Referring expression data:
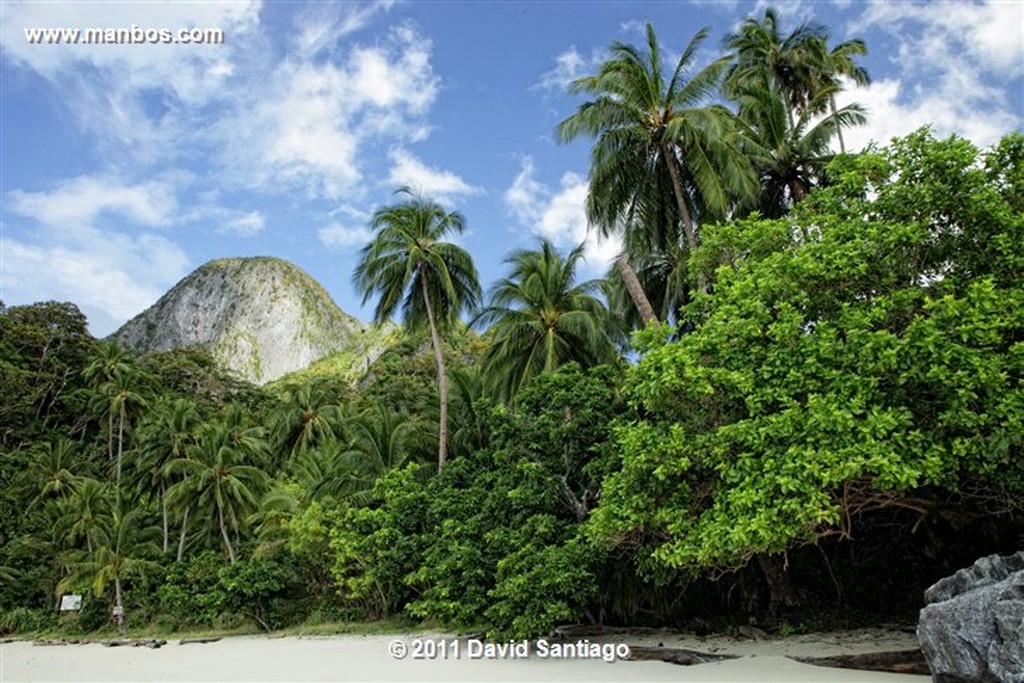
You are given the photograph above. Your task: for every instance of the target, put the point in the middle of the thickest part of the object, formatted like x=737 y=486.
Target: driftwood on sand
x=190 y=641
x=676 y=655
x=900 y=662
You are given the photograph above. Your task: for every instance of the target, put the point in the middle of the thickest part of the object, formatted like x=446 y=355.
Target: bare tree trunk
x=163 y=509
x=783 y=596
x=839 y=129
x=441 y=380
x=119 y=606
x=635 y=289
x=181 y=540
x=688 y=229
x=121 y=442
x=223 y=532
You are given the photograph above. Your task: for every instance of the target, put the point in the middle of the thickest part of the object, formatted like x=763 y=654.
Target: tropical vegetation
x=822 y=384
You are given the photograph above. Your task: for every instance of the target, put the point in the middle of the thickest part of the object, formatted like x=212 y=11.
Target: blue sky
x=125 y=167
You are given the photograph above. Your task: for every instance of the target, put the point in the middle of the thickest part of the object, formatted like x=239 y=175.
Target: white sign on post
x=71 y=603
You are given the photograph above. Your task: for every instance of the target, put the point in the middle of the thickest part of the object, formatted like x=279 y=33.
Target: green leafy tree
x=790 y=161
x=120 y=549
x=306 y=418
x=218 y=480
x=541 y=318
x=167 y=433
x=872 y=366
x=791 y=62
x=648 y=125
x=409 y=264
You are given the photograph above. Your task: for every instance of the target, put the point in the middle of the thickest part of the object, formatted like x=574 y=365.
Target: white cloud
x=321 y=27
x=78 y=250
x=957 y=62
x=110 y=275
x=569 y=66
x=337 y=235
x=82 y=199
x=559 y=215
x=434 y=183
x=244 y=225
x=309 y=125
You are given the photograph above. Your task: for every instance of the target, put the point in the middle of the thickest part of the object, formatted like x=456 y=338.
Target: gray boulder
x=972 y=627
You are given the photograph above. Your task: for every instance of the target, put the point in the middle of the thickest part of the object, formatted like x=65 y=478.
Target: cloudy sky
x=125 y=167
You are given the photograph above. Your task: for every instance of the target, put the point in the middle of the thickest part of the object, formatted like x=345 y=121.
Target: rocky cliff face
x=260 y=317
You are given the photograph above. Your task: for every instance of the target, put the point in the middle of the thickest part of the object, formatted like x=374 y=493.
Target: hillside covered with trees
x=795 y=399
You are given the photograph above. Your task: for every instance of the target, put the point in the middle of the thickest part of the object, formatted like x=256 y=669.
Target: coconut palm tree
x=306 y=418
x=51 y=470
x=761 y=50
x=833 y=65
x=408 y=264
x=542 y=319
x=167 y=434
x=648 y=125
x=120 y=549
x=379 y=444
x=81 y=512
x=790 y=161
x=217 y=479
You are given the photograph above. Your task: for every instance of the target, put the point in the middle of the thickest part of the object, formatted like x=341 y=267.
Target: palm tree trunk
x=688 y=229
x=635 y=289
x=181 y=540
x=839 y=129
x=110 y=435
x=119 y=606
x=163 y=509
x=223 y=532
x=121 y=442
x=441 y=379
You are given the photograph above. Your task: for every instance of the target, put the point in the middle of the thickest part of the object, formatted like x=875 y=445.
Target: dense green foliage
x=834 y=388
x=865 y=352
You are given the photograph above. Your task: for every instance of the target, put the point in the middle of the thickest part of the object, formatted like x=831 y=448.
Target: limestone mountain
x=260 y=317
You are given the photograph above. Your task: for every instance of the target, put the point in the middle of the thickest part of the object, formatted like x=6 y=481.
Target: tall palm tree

- [What this task involves]:
What you return should be only the exact lines from the top of the entries through the line with "like x=446 y=355.", minus the pictures.

- [Result]:
You are given the photograph above. Your task: for every instance of the target, put the point in the middle of the thickest part of the object, formatted like x=737 y=486.
Target: driftwood on sand
x=190 y=641
x=676 y=655
x=900 y=662
You are given the photograph above. Your task: for every instance of the target, put the point in the middle of the thickest part of the object, formatted like x=446 y=355.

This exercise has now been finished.